Copy out every line below, including the wording of each item. Scale each pair of point coordinates in the answers by 0.3, rounding to whole numbers with halves rounded up.

:: Records for the task

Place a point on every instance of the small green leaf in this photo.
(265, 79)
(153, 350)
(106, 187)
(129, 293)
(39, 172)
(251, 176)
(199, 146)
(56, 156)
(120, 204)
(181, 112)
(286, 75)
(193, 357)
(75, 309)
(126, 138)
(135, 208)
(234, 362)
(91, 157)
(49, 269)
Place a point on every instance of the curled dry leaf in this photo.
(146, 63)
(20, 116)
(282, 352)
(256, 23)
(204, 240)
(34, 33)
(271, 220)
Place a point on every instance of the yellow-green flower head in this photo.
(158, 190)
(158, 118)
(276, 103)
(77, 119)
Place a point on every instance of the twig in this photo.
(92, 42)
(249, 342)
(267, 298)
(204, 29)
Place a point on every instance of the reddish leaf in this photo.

::::

Result for this exercise:
Place a point on every instance of the small green leaf in this photo.
(80, 24)
(46, 105)
(32, 56)
(39, 88)
(12, 52)
(75, 53)
(60, 44)
(17, 47)
(36, 61)
(54, 34)
(86, 23)
(58, 107)
(23, 93)
(38, 41)
(41, 62)
(70, 109)
(27, 47)
(15, 81)
Place a point on every instance of the curled dry leaf in this photo.
(44, 19)
(6, 35)
(85, 106)
(77, 7)
(61, 72)
(10, 10)
(81, 66)
Place a point on every instance of the yellow-green flower head in this photo.
(47, 57)
(47, 35)
(83, 31)
(23, 36)
Place a point on every instance of the twig in this photo.
(28, 13)
(75, 103)
(80, 89)
(61, 9)
Place a point on every instance of the reddish leaf in this photo.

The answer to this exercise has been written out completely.